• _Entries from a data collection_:
-------
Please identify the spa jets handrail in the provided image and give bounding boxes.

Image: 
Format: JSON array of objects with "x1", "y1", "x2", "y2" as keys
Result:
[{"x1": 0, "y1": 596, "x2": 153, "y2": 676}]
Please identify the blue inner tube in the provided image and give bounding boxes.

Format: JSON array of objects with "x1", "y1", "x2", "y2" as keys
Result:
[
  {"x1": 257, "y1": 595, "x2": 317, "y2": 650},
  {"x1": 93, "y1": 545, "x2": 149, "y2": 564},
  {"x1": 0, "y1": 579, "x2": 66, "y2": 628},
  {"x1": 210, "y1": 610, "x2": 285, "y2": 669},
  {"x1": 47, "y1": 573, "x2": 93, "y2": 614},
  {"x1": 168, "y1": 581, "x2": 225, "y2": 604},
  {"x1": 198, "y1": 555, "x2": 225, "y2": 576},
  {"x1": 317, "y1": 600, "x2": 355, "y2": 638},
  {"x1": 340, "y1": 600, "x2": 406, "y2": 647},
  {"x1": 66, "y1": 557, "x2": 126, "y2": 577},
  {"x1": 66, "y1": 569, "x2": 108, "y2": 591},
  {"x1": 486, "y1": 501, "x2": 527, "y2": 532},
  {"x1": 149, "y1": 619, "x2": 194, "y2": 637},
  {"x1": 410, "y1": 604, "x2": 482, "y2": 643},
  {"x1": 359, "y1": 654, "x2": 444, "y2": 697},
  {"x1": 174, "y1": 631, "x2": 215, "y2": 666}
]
-------
• _Work required_: Print every one of the entries above again, reproducing each line without any change.

• _Answer to the task_:
Please identify the spa jets handrail in the provided image and give bounding boxes.

Image: 
Format: JSON array of objects with "x1", "y1", "x2", "y2" as keys
Result:
[{"x1": 0, "y1": 596, "x2": 153, "y2": 676}]
Please identify the blue inner tube in the provided image and give bounding boxes.

Format: JSON array of objects with "x1", "y1", "x2", "y2" as keys
Result:
[
  {"x1": 257, "y1": 595, "x2": 317, "y2": 650},
  {"x1": 93, "y1": 545, "x2": 149, "y2": 564},
  {"x1": 0, "y1": 579, "x2": 66, "y2": 628},
  {"x1": 210, "y1": 610, "x2": 285, "y2": 669},
  {"x1": 47, "y1": 573, "x2": 93, "y2": 614},
  {"x1": 168, "y1": 581, "x2": 225, "y2": 604},
  {"x1": 198, "y1": 555, "x2": 225, "y2": 576},
  {"x1": 317, "y1": 600, "x2": 355, "y2": 638},
  {"x1": 340, "y1": 600, "x2": 406, "y2": 647},
  {"x1": 66, "y1": 557, "x2": 126, "y2": 577},
  {"x1": 66, "y1": 569, "x2": 108, "y2": 591},
  {"x1": 486, "y1": 501, "x2": 527, "y2": 532},
  {"x1": 149, "y1": 619, "x2": 194, "y2": 637},
  {"x1": 410, "y1": 604, "x2": 482, "y2": 643},
  {"x1": 359, "y1": 654, "x2": 444, "y2": 697},
  {"x1": 174, "y1": 631, "x2": 215, "y2": 666}
]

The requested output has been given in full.